>> START

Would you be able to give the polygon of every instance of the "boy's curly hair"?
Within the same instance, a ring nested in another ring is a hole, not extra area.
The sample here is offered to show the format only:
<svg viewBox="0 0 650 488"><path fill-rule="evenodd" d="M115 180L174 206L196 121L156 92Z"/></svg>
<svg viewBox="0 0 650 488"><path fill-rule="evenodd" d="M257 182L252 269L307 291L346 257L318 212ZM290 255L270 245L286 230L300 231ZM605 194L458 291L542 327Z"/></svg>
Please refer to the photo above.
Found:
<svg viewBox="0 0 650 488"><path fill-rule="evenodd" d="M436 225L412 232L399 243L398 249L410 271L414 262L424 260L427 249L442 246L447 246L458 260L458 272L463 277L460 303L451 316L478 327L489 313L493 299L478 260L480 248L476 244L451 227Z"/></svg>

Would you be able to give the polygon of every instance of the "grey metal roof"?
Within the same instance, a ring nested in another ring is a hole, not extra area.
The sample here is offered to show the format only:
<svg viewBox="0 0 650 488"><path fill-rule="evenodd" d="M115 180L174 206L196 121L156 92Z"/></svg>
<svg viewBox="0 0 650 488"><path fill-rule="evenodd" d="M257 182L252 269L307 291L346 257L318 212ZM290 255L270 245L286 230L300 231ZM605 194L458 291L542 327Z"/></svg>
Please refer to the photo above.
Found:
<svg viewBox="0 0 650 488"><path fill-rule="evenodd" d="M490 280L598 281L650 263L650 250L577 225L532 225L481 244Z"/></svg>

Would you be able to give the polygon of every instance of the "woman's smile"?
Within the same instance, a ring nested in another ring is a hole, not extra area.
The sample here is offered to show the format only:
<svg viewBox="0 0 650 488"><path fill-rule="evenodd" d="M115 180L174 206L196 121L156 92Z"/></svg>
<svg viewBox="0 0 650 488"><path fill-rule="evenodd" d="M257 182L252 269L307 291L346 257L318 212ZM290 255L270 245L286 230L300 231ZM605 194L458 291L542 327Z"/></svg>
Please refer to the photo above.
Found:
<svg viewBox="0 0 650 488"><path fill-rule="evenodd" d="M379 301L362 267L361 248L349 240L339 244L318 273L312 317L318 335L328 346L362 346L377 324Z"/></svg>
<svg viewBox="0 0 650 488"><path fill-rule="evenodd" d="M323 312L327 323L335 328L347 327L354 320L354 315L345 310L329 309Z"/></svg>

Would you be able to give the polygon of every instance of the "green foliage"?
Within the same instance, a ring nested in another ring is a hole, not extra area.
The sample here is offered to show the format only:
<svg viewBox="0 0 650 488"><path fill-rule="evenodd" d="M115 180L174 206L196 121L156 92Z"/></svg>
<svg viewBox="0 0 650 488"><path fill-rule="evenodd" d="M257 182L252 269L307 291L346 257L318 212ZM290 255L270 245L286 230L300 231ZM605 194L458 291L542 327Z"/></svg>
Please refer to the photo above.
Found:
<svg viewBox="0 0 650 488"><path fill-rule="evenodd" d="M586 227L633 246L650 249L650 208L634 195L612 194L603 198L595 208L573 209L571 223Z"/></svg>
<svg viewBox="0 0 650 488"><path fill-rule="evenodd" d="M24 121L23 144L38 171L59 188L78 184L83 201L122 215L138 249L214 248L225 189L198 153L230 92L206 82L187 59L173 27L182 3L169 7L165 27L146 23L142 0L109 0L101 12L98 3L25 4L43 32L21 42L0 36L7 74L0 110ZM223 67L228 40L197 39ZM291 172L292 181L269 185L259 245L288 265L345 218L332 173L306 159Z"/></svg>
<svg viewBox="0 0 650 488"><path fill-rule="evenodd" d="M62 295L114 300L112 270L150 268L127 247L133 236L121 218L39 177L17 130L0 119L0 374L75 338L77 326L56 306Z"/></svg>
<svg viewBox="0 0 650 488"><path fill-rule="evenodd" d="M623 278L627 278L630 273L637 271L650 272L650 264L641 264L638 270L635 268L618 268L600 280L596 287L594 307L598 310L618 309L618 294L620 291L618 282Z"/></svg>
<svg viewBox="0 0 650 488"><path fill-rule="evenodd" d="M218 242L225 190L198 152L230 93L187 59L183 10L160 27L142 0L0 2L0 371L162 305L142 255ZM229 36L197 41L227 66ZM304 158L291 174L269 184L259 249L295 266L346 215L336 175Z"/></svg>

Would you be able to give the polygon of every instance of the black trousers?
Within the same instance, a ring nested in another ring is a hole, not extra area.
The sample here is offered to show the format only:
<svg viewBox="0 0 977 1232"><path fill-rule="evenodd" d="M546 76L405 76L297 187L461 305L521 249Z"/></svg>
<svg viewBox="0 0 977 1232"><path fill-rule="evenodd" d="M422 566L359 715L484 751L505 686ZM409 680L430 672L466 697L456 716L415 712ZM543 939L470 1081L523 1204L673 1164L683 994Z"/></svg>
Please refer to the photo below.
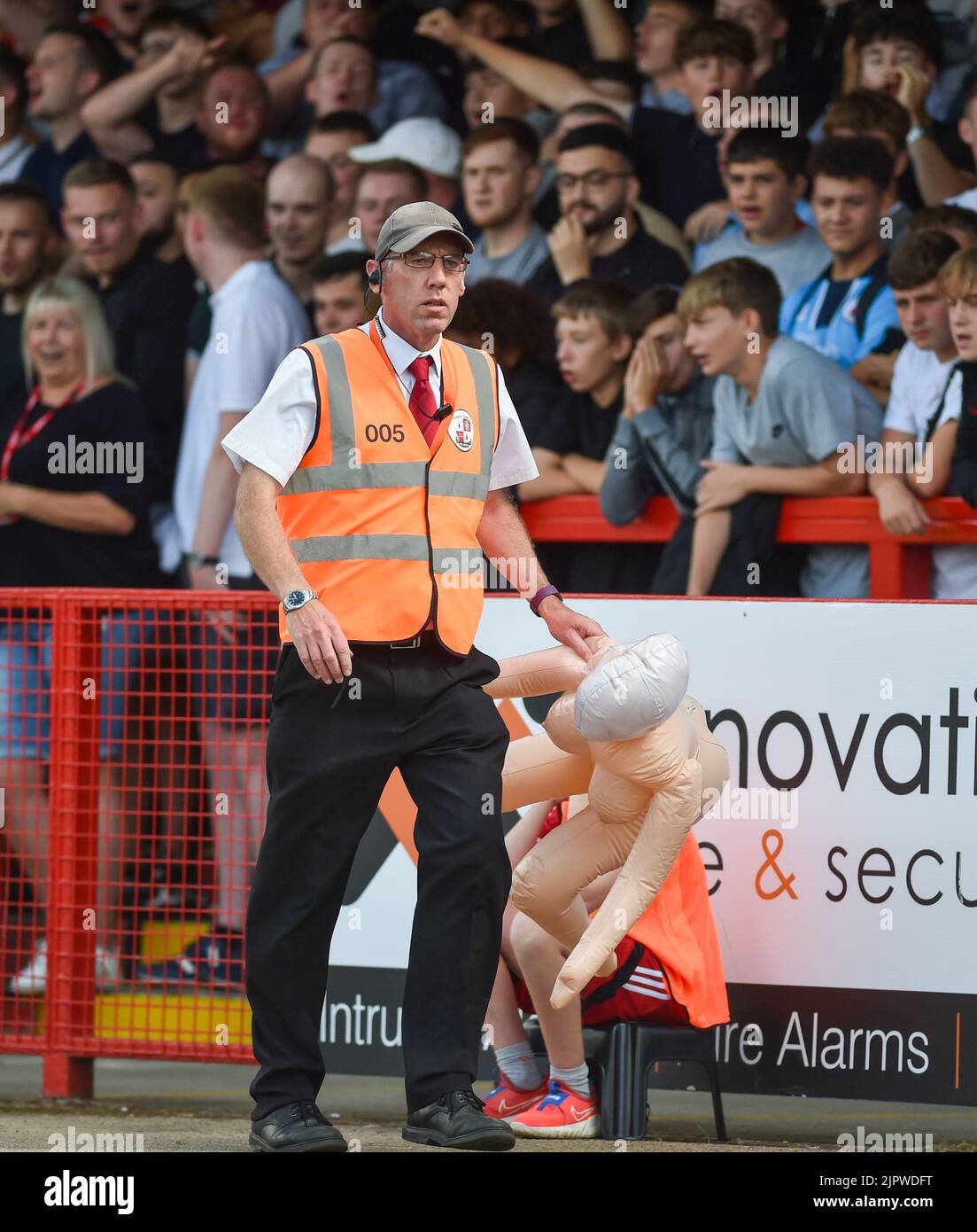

>> END

### Given instruction
Turn all of the data above into a numbered list with one line per item, skipping blank lines and leaving out the pictures.

### Solution to the exercise
1. Would you be able to give the polygon of every instance of the "boy's curly hair"?
2. Within the same instance, a ring nested in another ring is a hole, not extra area.
3. The sample here is offered to show the format only:
4. <svg viewBox="0 0 650 488"><path fill-rule="evenodd" d="M115 180L174 206L196 121L156 92Z"/></svg>
5. <svg viewBox="0 0 650 488"><path fill-rule="evenodd" d="M257 182L252 269L307 291L346 257L318 212ZM290 255L270 245L286 230L300 231ZM605 194L458 291L542 327Z"/></svg>
6. Please refer to the photo above.
7. Found:
8. <svg viewBox="0 0 650 488"><path fill-rule="evenodd" d="M436 225L412 232L399 243L398 249L410 271L414 262L424 260L427 249L442 246L447 246L458 260L458 272L463 277L460 303L451 316L478 327L489 313L493 299L478 260L480 248L476 244L451 227Z"/></svg>
9. Would you be able to give the polygon of every instance of the "grey metal roof"?
10. Within the same instance, a ring nested in another ring is a hole, not extra area.
11. The sample here is offered to show the format only:
12. <svg viewBox="0 0 650 488"><path fill-rule="evenodd" d="M115 180L174 206L196 121L156 92Z"/></svg>
13. <svg viewBox="0 0 650 488"><path fill-rule="evenodd" d="M257 182L252 269L307 291L346 257L318 212ZM290 255L270 245L286 230L300 231ZM605 194L458 291L542 327Z"/></svg>
14. Please refer to the photo above.
15. Found:
16. <svg viewBox="0 0 650 488"><path fill-rule="evenodd" d="M490 280L598 281L650 263L650 250L577 225L532 225L481 244Z"/></svg>
17. Would you be able to give the polygon of every instance of the "woman's smile"?
18. Within the same instance, a ring nested in another ring is a hole, not extra area.
19. The sample here is offered to show the format only:
20. <svg viewBox="0 0 650 488"><path fill-rule="evenodd" d="M115 180L174 206L196 121L156 92Z"/></svg>
21. <svg viewBox="0 0 650 488"><path fill-rule="evenodd" d="M257 182L252 269L307 291L346 257L318 212ZM290 255L270 245L286 230L300 231ZM605 194L458 291L542 327Z"/></svg>
22. Please refer to the photo above.
23. Found:
24. <svg viewBox="0 0 650 488"><path fill-rule="evenodd" d="M379 301L362 267L361 248L349 240L339 244L318 273L312 317L318 335L328 346L362 346L377 324Z"/></svg>
25. <svg viewBox="0 0 650 488"><path fill-rule="evenodd" d="M323 312L327 323L335 328L347 327L354 320L354 315L345 310L329 309Z"/></svg>
26. Would you be able to give the polygon of every instance of the "green foliage"?
27. Within the same instance, a ring nested in another ring is a hole, not extra area.
28. The sample here is offered to show the format only:
29. <svg viewBox="0 0 650 488"><path fill-rule="evenodd" d="M115 180L174 206L196 121L156 92Z"/></svg>
30. <svg viewBox="0 0 650 488"><path fill-rule="evenodd" d="M257 182L252 269L307 291L346 257L318 212ZM290 255L270 245L286 230L300 231ZM605 194L458 291L542 327Z"/></svg>
31. Please refer to the photo above.
32. Found:
33. <svg viewBox="0 0 650 488"><path fill-rule="evenodd" d="M586 227L633 246L650 249L650 208L634 195L612 194L603 198L595 208L573 209L571 223Z"/></svg>
34. <svg viewBox="0 0 650 488"><path fill-rule="evenodd" d="M24 121L23 144L38 171L59 188L78 184L83 201L122 215L138 249L214 248L225 189L198 153L230 92L206 82L187 59L173 27L182 3L169 7L165 27L146 23L142 0L109 0L101 12L98 3L25 4L43 32L21 42L0 36L7 74L0 110ZM223 67L228 40L197 39ZM291 172L292 181L269 185L259 245L288 265L345 218L332 173L306 159Z"/></svg>
35. <svg viewBox="0 0 650 488"><path fill-rule="evenodd" d="M62 295L114 300L112 270L150 268L127 247L133 236L121 218L39 177L17 130L0 119L0 374L75 338L77 326L56 306Z"/></svg>
36. <svg viewBox="0 0 650 488"><path fill-rule="evenodd" d="M623 278L627 278L630 273L637 271L650 272L650 264L641 264L638 270L635 268L618 268L600 280L596 287L594 307L598 310L618 309L618 294L620 291L618 282Z"/></svg>
37. <svg viewBox="0 0 650 488"><path fill-rule="evenodd" d="M218 242L225 190L198 152L230 93L187 59L183 10L160 27L142 0L0 2L0 371L162 305L142 255ZM229 36L197 41L227 66ZM304 158L291 174L269 184L259 249L295 266L346 215L336 175Z"/></svg>
38. Would you be able to give the polygon of every instance of the black trousers?
39. Within the same instance, a ring nested in another ring is a hole, not extra area.
40. The sample here is offered to show the format only:
41. <svg viewBox="0 0 977 1232"><path fill-rule="evenodd" d="M546 76L405 76L297 187L461 305L521 249Z"/></svg>
42. <svg viewBox="0 0 977 1232"><path fill-rule="evenodd" d="M422 566L359 715L484 751L505 686ZM409 680L430 672L466 697L456 716L415 712ZM543 939L470 1081L523 1204L673 1164L683 994Z"/></svg>
43. Please refer to the photo below.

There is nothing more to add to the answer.